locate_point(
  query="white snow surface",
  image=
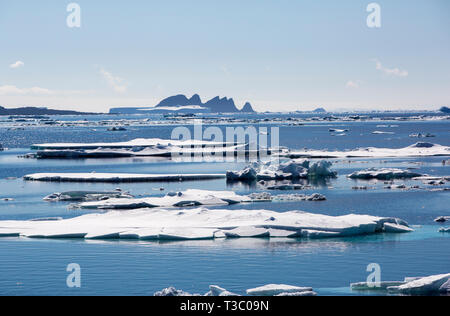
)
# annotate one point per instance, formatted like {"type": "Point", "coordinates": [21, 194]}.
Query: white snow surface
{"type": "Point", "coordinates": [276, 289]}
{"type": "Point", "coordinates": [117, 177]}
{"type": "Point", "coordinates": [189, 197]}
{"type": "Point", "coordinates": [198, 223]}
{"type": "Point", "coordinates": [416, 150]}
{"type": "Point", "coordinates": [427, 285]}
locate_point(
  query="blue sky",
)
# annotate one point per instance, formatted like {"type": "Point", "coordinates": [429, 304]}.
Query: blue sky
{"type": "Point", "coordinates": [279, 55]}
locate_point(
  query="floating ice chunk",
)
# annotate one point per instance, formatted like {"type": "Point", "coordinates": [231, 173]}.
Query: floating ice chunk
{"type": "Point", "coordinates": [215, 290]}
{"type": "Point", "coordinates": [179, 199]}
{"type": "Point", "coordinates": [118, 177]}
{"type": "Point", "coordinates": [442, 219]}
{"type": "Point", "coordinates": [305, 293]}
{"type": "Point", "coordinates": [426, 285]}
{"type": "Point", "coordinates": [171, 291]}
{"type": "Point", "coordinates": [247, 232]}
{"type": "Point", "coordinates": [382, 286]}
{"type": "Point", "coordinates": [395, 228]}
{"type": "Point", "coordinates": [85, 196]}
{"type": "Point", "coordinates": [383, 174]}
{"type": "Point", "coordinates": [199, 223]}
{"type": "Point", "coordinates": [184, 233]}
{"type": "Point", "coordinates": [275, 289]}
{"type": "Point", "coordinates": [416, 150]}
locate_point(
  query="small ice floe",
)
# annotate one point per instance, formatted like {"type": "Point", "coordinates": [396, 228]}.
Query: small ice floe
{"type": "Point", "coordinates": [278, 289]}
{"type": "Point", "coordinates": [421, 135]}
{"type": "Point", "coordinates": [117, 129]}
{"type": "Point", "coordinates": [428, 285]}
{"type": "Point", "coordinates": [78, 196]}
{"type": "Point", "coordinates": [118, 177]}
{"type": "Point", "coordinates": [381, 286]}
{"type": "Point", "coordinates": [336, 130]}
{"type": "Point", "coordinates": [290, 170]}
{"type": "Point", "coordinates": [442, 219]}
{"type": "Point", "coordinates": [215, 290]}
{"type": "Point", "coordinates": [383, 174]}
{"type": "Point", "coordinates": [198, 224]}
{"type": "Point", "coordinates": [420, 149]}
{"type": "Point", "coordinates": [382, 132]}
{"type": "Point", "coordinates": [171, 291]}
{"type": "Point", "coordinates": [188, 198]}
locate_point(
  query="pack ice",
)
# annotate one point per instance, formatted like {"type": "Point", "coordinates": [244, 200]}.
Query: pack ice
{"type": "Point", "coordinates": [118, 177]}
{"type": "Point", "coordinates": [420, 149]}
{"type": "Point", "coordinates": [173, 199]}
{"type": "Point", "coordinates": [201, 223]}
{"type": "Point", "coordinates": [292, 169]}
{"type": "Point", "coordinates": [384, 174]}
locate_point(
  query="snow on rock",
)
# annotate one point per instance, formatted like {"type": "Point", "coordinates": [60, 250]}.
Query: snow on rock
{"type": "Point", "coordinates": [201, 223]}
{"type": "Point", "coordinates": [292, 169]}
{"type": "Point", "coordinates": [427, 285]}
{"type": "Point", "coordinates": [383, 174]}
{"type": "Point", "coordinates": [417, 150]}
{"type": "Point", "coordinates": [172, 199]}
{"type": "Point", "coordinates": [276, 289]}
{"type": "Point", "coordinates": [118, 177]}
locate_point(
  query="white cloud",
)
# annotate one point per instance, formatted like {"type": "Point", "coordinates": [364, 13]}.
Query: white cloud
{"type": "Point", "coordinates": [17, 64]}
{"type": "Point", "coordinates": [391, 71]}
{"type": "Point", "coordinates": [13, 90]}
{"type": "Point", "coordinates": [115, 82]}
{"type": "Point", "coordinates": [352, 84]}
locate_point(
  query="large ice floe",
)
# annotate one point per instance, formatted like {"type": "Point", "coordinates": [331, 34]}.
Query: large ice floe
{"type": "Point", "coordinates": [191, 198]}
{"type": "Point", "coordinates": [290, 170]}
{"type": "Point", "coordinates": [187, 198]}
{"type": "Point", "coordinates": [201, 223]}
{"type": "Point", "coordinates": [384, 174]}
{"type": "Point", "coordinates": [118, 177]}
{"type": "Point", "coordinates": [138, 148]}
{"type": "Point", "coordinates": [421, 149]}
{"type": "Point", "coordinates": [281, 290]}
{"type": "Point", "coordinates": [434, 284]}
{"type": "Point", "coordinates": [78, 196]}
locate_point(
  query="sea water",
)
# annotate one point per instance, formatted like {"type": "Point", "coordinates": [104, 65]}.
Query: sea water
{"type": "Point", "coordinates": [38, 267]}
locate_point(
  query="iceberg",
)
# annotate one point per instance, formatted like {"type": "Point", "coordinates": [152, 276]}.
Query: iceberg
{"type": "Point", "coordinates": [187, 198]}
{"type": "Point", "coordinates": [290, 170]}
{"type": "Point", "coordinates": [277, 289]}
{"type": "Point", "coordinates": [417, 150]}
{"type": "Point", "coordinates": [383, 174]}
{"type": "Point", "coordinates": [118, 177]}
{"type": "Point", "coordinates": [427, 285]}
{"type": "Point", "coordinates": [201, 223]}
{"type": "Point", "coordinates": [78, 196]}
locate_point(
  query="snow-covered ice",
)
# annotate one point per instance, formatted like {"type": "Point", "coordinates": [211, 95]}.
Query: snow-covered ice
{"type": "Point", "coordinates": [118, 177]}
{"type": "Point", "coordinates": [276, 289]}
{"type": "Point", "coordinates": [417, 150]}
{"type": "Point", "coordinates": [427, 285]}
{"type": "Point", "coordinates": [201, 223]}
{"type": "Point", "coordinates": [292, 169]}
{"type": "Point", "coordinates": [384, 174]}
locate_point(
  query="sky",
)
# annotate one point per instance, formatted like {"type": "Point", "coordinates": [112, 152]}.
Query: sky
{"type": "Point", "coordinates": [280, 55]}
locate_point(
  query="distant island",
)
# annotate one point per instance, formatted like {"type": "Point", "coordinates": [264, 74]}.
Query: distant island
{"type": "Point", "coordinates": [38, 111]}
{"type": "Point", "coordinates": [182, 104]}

************

Count the lines in the data above that contain the string "small", treating uppercase and lowercase letters as different. Reply with the number alone.

2